## SET PROBLEM
Rewrite the records below with every "one dot" changed to "a single point", keeping all other text the same. Leave the pictures out of your answer.

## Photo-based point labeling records
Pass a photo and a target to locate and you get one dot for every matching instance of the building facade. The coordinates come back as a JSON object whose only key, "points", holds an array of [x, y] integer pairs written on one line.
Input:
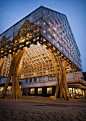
{"points": [[49, 45]]}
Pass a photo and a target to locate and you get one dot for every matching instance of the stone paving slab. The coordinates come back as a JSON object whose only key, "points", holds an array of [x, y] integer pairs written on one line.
{"points": [[42, 109]]}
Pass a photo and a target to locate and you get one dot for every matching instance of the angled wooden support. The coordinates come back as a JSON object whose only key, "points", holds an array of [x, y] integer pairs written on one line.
{"points": [[8, 78]]}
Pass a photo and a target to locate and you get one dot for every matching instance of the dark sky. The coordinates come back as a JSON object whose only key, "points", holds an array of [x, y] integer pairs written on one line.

## RESULT OF THE TASK
Pass a photo and a target to locate and you get a single point for every matching instance of the building facade. The coordinates come back as a JSON object whose only key, "points", holds an array of [x, y] integer pairs written on one line.
Input:
{"points": [[49, 45]]}
Pass a photo and a target to locate and you get a single point for every matching instance of the stone paving slab. The coordinates come back as a JSON object whose only key, "points", holds an array of [x, y] integer pairs written on one line.
{"points": [[42, 109]]}
Pass a photo and a target to locate and you get a single point for every matching instance of the angled wooden support. The coordinates come back as a JSON object whose only key, "points", holds an array of [x, y] integer pairs written on one line.
{"points": [[8, 78]]}
Pass a photo and a target to locate and you get a single point for every matching instance of the dark sky. The coordinates come back as a JSON object whose only key, "points", holds an array of [x, y] integer pairs written on one line.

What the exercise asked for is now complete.